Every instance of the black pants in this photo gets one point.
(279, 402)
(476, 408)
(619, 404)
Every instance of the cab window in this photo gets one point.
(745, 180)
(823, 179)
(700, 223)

- _Task directions_: Reproduce the records with every occurrence of "photo" renamed to "image", keeping everything else the same.

- _Final result_:
Every instance of the black pants in this image gets one point.
(279, 402)
(476, 408)
(619, 404)
Every instance of the cab window in this image gets one point.
(745, 180)
(823, 179)
(700, 223)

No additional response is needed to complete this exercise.